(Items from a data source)

------------------------------------

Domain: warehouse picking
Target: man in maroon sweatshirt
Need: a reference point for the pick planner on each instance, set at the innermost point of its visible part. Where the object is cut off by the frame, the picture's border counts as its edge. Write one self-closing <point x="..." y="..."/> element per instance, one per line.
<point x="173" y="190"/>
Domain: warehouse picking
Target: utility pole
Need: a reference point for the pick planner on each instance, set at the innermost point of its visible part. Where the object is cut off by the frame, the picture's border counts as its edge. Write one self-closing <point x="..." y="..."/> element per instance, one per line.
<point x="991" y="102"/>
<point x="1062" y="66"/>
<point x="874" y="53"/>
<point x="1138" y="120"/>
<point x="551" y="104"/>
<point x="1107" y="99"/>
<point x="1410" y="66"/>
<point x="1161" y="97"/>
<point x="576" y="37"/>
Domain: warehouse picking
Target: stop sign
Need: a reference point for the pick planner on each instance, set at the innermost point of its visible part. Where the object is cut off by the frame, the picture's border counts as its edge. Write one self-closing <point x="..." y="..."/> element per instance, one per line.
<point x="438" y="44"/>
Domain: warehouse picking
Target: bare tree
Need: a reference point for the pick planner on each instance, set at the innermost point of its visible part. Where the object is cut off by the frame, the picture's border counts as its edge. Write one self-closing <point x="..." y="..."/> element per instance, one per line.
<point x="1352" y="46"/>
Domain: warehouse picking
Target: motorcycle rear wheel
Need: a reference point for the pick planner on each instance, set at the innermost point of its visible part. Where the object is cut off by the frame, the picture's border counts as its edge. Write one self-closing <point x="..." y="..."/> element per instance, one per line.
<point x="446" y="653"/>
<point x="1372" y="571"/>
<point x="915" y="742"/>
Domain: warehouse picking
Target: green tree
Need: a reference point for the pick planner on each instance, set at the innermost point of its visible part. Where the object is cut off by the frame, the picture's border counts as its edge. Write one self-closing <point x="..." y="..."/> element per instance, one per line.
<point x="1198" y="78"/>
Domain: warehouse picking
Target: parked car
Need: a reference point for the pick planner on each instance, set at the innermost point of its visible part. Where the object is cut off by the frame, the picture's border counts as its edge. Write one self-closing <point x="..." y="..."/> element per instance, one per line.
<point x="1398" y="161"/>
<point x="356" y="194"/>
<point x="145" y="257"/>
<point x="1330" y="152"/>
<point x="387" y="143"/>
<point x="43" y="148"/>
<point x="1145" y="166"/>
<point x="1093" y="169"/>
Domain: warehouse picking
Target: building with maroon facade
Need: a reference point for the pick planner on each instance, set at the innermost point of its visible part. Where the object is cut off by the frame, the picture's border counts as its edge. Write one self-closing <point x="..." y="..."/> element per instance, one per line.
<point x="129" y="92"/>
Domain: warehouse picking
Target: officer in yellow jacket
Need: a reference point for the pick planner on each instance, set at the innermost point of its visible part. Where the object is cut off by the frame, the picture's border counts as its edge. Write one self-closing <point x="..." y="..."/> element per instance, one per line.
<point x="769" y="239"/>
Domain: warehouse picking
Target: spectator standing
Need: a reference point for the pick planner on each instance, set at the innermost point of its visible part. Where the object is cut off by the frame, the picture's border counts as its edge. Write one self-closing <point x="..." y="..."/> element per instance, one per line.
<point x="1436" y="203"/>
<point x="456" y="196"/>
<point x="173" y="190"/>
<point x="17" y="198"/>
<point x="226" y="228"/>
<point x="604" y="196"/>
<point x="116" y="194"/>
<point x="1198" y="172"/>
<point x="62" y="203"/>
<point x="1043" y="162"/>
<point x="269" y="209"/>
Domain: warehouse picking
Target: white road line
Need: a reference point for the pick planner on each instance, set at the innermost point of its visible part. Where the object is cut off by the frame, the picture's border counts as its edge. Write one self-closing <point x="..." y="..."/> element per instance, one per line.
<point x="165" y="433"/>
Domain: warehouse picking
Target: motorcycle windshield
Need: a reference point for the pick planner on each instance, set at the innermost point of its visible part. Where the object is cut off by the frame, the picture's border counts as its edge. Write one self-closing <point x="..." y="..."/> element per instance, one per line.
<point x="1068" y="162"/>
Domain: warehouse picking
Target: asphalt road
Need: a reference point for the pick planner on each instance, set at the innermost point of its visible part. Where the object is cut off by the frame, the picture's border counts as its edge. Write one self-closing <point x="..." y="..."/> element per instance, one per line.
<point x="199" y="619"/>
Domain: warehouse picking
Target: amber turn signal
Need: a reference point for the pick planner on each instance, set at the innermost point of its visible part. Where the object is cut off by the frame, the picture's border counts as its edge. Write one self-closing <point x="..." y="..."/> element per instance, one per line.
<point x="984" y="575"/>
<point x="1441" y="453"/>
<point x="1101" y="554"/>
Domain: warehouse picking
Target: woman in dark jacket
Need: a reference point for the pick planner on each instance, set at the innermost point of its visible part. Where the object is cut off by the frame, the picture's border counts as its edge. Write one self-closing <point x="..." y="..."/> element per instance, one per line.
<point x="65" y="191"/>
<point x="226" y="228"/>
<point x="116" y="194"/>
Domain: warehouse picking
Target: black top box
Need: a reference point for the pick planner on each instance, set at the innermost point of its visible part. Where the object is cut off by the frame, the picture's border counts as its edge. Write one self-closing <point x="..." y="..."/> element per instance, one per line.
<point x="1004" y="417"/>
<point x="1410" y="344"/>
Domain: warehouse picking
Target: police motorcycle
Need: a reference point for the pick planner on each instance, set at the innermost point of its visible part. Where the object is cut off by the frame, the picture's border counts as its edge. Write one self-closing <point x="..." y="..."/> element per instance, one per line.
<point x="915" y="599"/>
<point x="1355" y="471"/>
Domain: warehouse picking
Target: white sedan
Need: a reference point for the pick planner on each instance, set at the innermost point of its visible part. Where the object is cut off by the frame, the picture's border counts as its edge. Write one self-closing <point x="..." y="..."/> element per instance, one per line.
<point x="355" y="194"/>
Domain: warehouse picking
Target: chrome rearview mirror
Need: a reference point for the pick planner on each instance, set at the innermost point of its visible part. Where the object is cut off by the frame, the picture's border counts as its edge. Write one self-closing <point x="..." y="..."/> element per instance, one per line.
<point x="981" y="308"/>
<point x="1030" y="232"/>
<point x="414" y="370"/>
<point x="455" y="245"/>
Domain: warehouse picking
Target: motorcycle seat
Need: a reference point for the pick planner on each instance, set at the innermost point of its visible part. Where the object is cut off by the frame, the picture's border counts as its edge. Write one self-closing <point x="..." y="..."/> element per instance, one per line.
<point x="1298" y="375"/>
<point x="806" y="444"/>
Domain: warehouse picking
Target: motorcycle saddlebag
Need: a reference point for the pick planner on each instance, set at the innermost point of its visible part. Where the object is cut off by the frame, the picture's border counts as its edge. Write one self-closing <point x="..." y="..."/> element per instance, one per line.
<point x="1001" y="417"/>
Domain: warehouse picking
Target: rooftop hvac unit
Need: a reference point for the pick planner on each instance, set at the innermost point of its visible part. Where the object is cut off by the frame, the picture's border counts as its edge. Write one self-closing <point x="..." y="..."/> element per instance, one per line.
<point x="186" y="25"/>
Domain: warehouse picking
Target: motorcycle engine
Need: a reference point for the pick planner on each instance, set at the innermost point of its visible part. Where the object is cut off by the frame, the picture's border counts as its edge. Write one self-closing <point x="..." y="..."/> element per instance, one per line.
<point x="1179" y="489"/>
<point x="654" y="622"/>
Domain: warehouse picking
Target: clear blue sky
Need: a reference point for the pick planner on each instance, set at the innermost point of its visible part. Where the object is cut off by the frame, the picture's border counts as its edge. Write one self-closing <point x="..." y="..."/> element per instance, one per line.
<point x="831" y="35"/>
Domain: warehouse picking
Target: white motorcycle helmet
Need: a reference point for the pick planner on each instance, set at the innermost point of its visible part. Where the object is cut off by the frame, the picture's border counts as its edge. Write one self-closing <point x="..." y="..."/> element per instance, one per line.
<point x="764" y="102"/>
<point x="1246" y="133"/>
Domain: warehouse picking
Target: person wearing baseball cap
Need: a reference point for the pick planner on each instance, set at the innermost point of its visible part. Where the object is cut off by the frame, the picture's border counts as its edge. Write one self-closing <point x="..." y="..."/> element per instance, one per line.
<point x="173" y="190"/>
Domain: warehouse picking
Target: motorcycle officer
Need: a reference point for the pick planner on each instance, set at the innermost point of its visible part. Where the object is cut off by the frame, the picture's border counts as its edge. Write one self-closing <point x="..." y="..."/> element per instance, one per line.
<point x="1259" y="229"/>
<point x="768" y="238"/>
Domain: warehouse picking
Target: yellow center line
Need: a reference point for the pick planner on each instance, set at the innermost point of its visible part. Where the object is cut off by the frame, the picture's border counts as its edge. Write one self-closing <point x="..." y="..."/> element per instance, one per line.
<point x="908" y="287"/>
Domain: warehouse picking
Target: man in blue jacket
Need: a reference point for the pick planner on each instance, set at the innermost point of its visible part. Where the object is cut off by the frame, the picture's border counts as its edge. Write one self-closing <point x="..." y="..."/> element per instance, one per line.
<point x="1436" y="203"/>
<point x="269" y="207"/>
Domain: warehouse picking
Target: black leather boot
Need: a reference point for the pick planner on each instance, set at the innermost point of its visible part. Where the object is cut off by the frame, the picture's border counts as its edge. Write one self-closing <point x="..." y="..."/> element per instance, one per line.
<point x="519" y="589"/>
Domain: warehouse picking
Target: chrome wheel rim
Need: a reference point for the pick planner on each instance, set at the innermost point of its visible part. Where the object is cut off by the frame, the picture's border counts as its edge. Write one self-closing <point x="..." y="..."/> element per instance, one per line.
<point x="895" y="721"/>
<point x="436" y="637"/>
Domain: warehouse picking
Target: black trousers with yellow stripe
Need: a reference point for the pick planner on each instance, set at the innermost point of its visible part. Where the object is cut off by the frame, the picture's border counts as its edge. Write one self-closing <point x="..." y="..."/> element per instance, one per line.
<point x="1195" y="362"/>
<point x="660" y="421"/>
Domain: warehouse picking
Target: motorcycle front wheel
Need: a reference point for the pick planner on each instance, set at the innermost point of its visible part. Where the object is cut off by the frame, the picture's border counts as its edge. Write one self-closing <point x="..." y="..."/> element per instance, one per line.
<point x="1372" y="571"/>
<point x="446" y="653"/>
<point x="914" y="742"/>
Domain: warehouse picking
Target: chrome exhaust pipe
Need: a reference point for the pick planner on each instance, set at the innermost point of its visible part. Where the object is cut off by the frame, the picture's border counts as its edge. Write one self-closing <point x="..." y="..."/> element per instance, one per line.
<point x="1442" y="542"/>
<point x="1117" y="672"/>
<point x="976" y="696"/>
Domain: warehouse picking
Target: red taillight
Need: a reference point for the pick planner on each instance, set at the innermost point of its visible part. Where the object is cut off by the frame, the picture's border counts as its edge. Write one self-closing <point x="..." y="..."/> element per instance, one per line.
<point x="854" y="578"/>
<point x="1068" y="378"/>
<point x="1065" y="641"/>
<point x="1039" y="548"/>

------------------------------------

Given instruction ▸ Identify each line in the rows above that contains the word "black", and copy those lines.

Final answer ▸
Target: black top box
Target: black leather boot
Target: black trousers with yellow stripe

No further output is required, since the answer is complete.